=== Record set ===

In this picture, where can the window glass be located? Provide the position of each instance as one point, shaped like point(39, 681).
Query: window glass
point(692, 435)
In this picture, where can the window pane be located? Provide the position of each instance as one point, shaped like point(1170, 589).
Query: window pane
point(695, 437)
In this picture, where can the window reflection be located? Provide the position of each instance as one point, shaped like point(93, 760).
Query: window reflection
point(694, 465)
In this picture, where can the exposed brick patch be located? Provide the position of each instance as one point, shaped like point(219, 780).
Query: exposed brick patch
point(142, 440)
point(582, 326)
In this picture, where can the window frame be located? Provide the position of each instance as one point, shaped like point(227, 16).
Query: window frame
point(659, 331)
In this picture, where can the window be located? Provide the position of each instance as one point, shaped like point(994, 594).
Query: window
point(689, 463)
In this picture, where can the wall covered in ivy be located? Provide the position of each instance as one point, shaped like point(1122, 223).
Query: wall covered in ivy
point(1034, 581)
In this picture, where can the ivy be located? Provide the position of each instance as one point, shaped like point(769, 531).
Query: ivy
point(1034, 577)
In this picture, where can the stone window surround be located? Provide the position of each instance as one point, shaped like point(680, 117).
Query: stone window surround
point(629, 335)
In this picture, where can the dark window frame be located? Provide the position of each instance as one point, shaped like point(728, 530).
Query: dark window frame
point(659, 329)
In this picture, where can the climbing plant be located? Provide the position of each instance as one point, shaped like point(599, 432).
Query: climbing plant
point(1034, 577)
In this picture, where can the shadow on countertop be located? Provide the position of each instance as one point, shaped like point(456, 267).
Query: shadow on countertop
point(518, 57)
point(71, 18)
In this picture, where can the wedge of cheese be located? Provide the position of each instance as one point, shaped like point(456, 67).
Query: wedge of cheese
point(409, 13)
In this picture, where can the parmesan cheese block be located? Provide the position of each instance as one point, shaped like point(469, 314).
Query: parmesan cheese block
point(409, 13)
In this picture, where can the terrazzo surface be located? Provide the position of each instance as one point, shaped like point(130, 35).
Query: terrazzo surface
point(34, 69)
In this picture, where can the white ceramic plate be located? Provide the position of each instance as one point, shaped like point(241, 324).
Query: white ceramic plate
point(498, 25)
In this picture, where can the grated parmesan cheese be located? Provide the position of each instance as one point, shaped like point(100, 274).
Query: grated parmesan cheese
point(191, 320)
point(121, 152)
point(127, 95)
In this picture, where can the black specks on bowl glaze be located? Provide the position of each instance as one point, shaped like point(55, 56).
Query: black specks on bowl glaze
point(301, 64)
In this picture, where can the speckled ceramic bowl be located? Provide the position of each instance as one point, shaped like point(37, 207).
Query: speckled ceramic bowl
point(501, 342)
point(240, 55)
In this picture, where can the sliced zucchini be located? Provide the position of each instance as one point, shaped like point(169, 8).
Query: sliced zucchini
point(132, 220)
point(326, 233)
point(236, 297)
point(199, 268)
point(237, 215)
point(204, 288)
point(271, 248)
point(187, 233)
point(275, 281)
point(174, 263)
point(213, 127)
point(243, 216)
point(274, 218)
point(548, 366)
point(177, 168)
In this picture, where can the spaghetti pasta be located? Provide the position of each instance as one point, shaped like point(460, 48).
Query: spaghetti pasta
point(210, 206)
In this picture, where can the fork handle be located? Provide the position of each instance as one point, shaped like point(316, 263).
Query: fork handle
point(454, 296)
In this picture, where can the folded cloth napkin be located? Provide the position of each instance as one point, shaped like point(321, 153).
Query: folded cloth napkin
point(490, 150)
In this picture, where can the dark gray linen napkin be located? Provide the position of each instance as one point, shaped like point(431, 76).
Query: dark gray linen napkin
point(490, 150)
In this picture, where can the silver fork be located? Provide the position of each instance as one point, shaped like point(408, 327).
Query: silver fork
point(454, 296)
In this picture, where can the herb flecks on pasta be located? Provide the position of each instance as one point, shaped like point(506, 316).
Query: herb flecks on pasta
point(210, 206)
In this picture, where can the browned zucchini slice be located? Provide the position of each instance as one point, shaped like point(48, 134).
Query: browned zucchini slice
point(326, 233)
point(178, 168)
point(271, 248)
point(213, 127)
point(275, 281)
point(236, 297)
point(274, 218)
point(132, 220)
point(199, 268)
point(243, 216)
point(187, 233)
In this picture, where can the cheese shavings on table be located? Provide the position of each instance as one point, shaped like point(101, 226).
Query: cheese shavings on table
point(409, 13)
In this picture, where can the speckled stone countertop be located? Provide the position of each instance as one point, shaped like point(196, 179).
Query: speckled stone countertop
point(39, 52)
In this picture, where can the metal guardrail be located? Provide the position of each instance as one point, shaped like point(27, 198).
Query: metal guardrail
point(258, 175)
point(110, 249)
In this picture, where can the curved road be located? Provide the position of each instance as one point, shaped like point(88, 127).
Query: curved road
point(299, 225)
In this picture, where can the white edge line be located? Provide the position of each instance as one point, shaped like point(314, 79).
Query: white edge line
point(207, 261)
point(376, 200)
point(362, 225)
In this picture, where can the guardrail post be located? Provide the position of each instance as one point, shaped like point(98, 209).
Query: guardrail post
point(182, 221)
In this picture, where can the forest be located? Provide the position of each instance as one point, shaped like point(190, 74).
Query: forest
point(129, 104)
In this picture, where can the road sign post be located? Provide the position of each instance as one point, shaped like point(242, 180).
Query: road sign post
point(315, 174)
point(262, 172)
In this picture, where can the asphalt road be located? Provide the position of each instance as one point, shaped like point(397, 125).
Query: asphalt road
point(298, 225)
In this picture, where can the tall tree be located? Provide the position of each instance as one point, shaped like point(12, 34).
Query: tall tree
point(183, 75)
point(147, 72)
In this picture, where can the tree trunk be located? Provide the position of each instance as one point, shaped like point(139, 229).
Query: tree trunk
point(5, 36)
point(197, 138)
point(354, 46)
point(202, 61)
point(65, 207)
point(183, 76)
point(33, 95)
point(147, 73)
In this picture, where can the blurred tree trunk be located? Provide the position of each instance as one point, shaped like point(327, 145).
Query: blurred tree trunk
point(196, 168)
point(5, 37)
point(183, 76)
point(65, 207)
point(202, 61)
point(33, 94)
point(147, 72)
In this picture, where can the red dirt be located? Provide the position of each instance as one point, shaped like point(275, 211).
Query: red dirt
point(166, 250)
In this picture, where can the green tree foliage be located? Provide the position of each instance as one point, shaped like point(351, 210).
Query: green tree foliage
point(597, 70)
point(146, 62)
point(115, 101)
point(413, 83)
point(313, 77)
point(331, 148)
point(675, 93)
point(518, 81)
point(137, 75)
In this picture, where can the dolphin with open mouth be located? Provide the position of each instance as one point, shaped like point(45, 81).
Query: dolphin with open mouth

===

● Written task: Print the material verbatim, all of it.

● Output of the exercise:
In this picture, where can the window glass be located? Provide the position of each instance as one point, shaped like point(39, 681).
Query: window glass
point(692, 435)
In this picture, where can the window pane be located? Provide the position of each instance as one point, shaped like point(1170, 589).
Query: window pane
point(695, 437)
In this picture, where can the window reflection be located? Provide the position of each instance as one point, shaped like point(93, 760).
Query: window reflection
point(694, 465)
In this picture, where can the exposed brick patch be located? Provide the position of each instance as one point, shaped like point(219, 780).
Query: exposed brick patch
point(142, 440)
point(582, 326)
In this picture, where can the window frame be located? Provide the position of each instance as one point, shaped like point(227, 16).
Query: window frame
point(659, 331)
In this picture, where can the window be located? Provide the position of each instance as one point, shaped like point(994, 594).
Query: window
point(689, 463)
In this picture, where can the wall covered in ivy be located? Provide the position of each instance as one point, shaped like point(1122, 223).
Query: wall covered in ivy
point(1034, 581)
In this picture, where can the ivy be located? Provide the position of each instance as one point, shaped like point(769, 531).
Query: ivy
point(1034, 577)
In this picture, where can the stone window surround be located? Provide the position of each instance as one point, shaped like point(680, 117).
Query: stone window surround
point(629, 335)
In this picture, where can the dark window frame be located? Provide the position of each instance as one point, shaped like point(728, 530).
Query: dark window frame
point(659, 329)
In this picture, where can the climbing plant be located? Provide the position of each instance as one point, shaped like point(599, 432).
Query: climbing plant
point(1034, 577)
In this picture, where can the shadow on countertop be located? Provide the position of each instance as one point, shaped like point(456, 267).
Query: shadow on countertop
point(518, 57)
point(71, 18)
In this picture, where can the wedge of cheese be located? Provide the position of each instance as one point, shaped like point(456, 67).
Query: wedge of cheese
point(409, 13)
In this picture, where can the parmesan cheese block be located? Provide the position of each instance as one point, shaped like point(469, 314).
Query: parmesan cheese block
point(409, 13)
In this picture, where can the terrazzo surface be located? Provide the position of each instance as one point, shaped like point(130, 35).
Query: terrazzo surface
point(34, 69)
In this picture, where can the white ceramic plate be located? Provide the position of each instance as one point, shaped like point(241, 324).
Query: white ceramic plate
point(498, 25)
In this picture, where can the grated parmesan cheese be located? Provide the position of each instance as one point, shaped like point(100, 274).
Query: grated parmesan cheese
point(191, 320)
point(121, 152)
point(127, 95)
In this picture, where can the black specks on bowl glaze be located? Provide the position of each instance as one point, shaped like point(55, 56).
Query: black specks on bowl glaze
point(301, 64)
In this picture, where can the speckled ceramic bowl be located? Provide the position of each instance as one point, shaped like point(37, 207).
Query: speckled ceramic bowl
point(501, 342)
point(240, 55)
In this picture, where can the sliced zucchini be located? Provide the position of each instance as one point, shaped like point(169, 8).
Query: sliced zucchini
point(132, 220)
point(326, 233)
point(236, 297)
point(199, 268)
point(237, 215)
point(204, 288)
point(271, 248)
point(187, 233)
point(275, 281)
point(174, 263)
point(213, 127)
point(243, 216)
point(274, 218)
point(548, 366)
point(177, 168)
In this picture, where can the spaghetti pasta be located? Provide the position of each instance as one point, shaped like point(460, 48).
Query: spaghetti pasta
point(210, 206)
In this picture, where can the fork handle be located? Provide the position of each instance as one point, shaped like point(316, 263).
Query: fork handle
point(454, 296)
In this picture, where can the folded cloth napkin be located? Provide the position of each instance as one point, shaped like point(321, 153).
Query: folded cloth napkin
point(490, 150)
In this picture, where can the dark gray linen napkin be located? Provide the position of each instance as one point, shaped like point(431, 76).
Query: dark gray linen napkin
point(490, 150)
In this picture, where can the silver fork be located? Provide the position of each instance as one point, shaped like point(408, 327).
Query: silver fork
point(454, 296)
In this picture, where can the herb flecks on pasta be located? Provide the position of each instance as one point, shaped like point(506, 316).
Query: herb flecks on pasta
point(210, 206)
In this picture, where can the browned zucchini slice be located? Provide the position of each instance as one point, shaped like point(48, 134).
Query: browned zucchini slice
point(326, 233)
point(178, 168)
point(271, 248)
point(213, 127)
point(275, 281)
point(236, 297)
point(274, 218)
point(132, 220)
point(199, 268)
point(243, 216)
point(187, 233)
In this picture, where can the cheese shavings on table be located? Provide the position of each instance as one point, shaped like point(101, 226).
Query: cheese shavings on table
point(409, 13)
In this picture, where can the speckled stone countertop be located? Provide the position of each instance as one point, shaped like point(196, 179).
Query: speckled stone countertop
point(39, 52)
In this picture, where can the metal guardrail be located? Provide the position of each instance as one point, shaped like point(27, 198).
Query: metal guardrail
point(258, 175)
point(110, 249)
In this picture, where can the curved road be located? Provide the position of each instance as one point, shaped like point(88, 127).
Query: curved road
point(299, 225)
In this picture, where can the white edge line be located? Provide the position of each instance as one point, shaped like point(314, 79).
Query: white edge line
point(207, 261)
point(376, 200)
point(362, 225)
In this picture, where can the guardrail post be located? Provide the position of each instance as one point, shaped like point(98, 209).
Query: guardrail post
point(182, 221)
In this picture, where can the forest be located? Provide the position of each instance as one point, shaped like point(190, 74).
Query: forest
point(129, 104)
In this picture, where can the road sign post be located? Provide the position of each instance as one point, shaped like point(242, 180).
Query: road sign post
point(315, 174)
point(262, 172)
In this picture, where can the asphalt road be located? Provide the position of each instance as one point, shaped like point(397, 125).
Query: asphalt road
point(298, 225)
In this picture, where can the tall tree be located? Provide the position of each instance as one point, shaped like point(12, 34).
Query: tall tree
point(183, 75)
point(147, 72)
In this picture, where can the tree trunk be located? Provide the position of each instance as one point, shaped like point(139, 229).
Query: tree trunk
point(5, 36)
point(197, 138)
point(354, 46)
point(202, 61)
point(65, 207)
point(183, 76)
point(33, 95)
point(147, 73)
In this picture, where can the blurred tree trunk be located? Provide the position of each instance as one point, shaped like point(327, 145).
Query: blurred tree trunk
point(196, 168)
point(5, 37)
point(183, 76)
point(65, 207)
point(202, 61)
point(33, 94)
point(147, 72)
In this picture, where can the red dirt be located? Provide the position of each instance as one point, shaped like point(275, 211).
Query: red dirt
point(166, 250)
In this picture, where can the green tree foliage be located? Provide the position of each instance as one point, shaped like point(351, 210).
Query: green tree foliage
point(597, 70)
point(146, 62)
point(115, 101)
point(413, 83)
point(313, 77)
point(331, 148)
point(675, 93)
point(518, 81)
point(137, 75)
In this picture, where can the dolphin with open mouth be located? Provide the position of each instance as one point, shaped like point(45, 81).
Query: dolphin with open mouth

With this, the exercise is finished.